_WHAT THE TASK ASKS:_ Find the line that contains "Category: dark window"; then retype it and each line after it, exactly, through the final line of the data below.

┌──

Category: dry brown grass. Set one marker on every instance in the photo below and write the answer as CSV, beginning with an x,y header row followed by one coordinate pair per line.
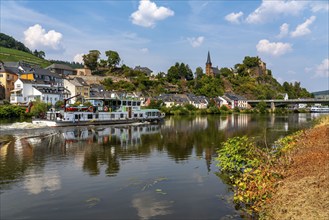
x,y
304,191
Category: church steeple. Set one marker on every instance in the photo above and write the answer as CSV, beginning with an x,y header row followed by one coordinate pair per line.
x,y
208,59
209,71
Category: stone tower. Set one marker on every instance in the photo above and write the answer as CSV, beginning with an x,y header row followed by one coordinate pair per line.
x,y
209,71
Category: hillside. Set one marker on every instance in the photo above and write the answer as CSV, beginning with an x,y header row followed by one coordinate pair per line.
x,y
12,55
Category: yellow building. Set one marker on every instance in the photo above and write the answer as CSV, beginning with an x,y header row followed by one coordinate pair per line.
x,y
211,71
7,79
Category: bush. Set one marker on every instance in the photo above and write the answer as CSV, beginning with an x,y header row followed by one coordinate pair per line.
x,y
11,111
39,108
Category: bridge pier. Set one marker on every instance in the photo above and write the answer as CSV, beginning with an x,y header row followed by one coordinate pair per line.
x,y
272,106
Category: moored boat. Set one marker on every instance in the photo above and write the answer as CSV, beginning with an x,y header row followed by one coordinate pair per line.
x,y
320,109
102,111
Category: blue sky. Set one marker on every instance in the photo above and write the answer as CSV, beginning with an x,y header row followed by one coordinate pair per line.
x,y
291,37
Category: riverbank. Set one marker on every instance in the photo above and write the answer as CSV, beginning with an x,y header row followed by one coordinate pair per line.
x,y
304,191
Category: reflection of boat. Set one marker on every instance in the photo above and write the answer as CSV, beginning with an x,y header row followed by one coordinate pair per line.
x,y
125,135
320,109
102,111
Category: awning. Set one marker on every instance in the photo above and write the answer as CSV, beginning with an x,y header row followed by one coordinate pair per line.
x,y
16,90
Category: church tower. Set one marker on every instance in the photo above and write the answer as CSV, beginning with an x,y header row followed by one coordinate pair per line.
x,y
209,66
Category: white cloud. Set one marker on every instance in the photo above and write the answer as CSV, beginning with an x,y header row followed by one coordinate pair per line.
x,y
284,30
196,42
148,13
303,29
322,70
234,17
273,48
78,58
36,37
319,6
144,50
270,10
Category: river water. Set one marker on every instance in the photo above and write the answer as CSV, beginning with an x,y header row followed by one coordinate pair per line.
x,y
140,171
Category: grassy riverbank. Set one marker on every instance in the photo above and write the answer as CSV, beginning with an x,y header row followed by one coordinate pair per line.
x,y
304,191
287,181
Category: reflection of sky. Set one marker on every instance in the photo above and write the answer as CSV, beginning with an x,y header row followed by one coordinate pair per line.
x,y
36,183
149,207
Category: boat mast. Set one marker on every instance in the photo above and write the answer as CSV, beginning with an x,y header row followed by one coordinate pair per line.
x,y
65,100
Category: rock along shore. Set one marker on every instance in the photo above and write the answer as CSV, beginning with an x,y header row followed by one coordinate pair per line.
x,y
303,193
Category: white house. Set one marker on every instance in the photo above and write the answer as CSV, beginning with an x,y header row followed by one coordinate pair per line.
x,y
31,90
77,86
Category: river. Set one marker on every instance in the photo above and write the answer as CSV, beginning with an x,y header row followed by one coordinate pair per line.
x,y
139,171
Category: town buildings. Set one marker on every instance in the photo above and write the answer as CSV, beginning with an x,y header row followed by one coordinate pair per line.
x,y
22,83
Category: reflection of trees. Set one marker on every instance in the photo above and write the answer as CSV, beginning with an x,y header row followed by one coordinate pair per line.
x,y
19,155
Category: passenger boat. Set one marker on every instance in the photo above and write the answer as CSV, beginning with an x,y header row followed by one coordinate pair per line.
x,y
102,111
320,109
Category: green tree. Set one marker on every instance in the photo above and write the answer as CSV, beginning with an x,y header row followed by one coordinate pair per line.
x,y
178,72
39,54
225,72
261,107
250,62
91,59
113,58
107,83
199,73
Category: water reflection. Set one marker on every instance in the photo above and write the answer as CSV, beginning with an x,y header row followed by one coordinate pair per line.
x,y
95,147
149,207
37,182
98,161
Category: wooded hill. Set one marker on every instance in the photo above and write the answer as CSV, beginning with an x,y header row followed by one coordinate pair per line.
x,y
250,78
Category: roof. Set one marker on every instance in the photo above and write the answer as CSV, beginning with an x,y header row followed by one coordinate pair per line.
x,y
234,97
46,89
27,81
12,70
45,72
208,59
143,69
78,81
215,70
60,66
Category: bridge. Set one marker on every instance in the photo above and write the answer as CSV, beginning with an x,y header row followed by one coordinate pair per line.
x,y
280,102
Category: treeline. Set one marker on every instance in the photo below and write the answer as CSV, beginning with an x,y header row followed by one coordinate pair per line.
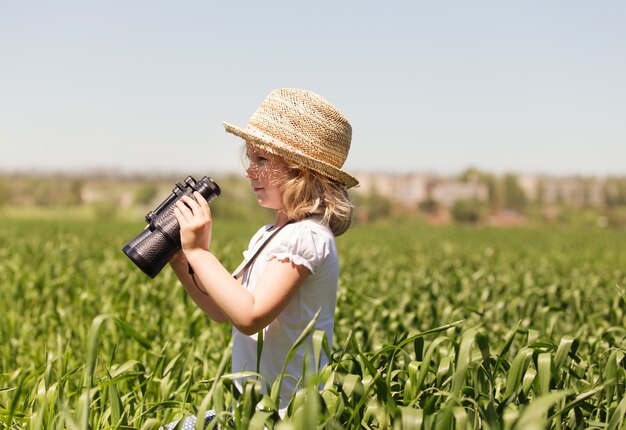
x,y
504,202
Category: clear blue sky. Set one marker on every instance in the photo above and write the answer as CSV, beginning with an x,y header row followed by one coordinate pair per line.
x,y
528,86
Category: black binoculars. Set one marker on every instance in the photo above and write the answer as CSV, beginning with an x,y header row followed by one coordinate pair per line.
x,y
153,248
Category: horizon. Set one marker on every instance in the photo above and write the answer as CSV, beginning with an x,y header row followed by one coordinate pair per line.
x,y
532,87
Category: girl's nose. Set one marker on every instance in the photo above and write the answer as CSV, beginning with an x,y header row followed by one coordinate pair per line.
x,y
250,171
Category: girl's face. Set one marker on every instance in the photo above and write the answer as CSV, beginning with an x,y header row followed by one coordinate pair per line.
x,y
265,172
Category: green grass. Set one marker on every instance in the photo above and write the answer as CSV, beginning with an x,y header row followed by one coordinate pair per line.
x,y
435,328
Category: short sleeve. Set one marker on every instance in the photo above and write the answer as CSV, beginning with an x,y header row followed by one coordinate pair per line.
x,y
304,244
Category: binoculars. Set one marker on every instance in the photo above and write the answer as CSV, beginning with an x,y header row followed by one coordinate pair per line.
x,y
153,248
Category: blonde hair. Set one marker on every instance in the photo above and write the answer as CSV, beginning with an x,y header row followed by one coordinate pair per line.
x,y
306,193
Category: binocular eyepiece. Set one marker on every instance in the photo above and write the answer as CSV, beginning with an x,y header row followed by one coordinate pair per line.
x,y
151,249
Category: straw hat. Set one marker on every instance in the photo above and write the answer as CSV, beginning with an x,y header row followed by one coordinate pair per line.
x,y
303,127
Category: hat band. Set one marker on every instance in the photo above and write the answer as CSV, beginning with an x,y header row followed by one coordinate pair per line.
x,y
255,132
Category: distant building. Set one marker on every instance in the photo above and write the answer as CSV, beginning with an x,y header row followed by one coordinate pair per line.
x,y
447,193
408,189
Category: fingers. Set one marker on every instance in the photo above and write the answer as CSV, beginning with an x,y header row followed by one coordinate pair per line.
x,y
204,205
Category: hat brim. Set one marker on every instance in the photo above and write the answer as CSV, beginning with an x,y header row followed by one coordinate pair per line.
x,y
318,166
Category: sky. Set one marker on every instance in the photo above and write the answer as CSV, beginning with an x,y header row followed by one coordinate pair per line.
x,y
530,86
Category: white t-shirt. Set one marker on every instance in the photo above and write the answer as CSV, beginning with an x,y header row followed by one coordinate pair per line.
x,y
311,244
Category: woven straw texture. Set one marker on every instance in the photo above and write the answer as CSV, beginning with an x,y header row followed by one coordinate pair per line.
x,y
304,127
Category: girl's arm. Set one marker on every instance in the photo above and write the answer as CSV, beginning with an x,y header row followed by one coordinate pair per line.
x,y
249,311
180,267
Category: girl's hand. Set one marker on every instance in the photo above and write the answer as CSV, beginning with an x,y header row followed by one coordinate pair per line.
x,y
194,217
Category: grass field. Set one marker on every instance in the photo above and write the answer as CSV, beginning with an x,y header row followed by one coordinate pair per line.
x,y
436,328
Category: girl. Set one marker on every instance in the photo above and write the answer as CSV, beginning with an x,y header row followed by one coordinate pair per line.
x,y
296,144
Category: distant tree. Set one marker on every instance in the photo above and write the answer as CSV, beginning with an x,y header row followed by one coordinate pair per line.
x,y
146,193
74,193
468,211
615,192
373,205
4,192
429,206
513,196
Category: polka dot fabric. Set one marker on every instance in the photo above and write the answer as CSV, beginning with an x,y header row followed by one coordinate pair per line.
x,y
189,423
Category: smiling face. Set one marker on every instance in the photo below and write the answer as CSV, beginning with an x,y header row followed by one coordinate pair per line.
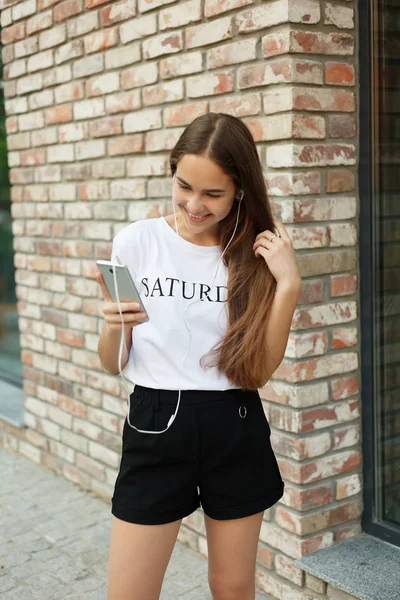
x,y
204,195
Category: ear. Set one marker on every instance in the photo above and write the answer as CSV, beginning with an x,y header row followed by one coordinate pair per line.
x,y
240,195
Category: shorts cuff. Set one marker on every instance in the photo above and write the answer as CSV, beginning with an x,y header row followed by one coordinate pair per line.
x,y
245,510
142,517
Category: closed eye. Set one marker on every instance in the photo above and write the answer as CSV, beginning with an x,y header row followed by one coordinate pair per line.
x,y
188,188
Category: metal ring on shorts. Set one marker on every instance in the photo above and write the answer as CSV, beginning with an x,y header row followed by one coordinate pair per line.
x,y
240,414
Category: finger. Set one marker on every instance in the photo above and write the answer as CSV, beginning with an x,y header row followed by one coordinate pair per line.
x,y
263,253
264,243
112,307
281,230
267,234
102,284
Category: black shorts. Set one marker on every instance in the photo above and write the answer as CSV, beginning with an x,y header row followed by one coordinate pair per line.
x,y
210,456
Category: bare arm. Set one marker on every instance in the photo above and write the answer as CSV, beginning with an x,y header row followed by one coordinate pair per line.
x,y
108,348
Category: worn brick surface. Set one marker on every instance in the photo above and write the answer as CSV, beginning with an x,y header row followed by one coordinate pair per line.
x,y
96,95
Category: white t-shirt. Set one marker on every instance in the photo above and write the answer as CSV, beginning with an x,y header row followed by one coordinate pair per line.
x,y
173,275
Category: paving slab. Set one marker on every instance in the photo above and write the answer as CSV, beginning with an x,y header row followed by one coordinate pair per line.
x,y
54,541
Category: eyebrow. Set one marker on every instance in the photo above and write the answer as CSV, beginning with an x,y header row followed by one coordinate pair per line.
x,y
210,190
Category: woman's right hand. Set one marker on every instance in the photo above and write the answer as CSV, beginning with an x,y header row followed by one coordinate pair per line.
x,y
132,315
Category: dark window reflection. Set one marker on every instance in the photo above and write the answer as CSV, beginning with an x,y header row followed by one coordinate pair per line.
x,y
10,365
386,272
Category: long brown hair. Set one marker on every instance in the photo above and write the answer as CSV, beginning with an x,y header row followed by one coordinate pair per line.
x,y
242,352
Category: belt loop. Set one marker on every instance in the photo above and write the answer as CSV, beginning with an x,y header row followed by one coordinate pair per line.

└──

_FINISHED EXERCISE:_
Category: dark window reflection. Set one marker on every instance in the photo above and write the answer as CSV, beginning with an x,y header row followed by one coordinate pair per line.
x,y
10,365
386,272
Category: long brown hair. Set one marker on every instance in the photo above and write the answer as CSV, beginning with an x,y header row followed by one coordinate pair per line.
x,y
242,352
Category: belt loop. Set one marker on every instance in the photo above and write the answer as CSV, beginning with an x,y header row followed by one coordinate pair per line.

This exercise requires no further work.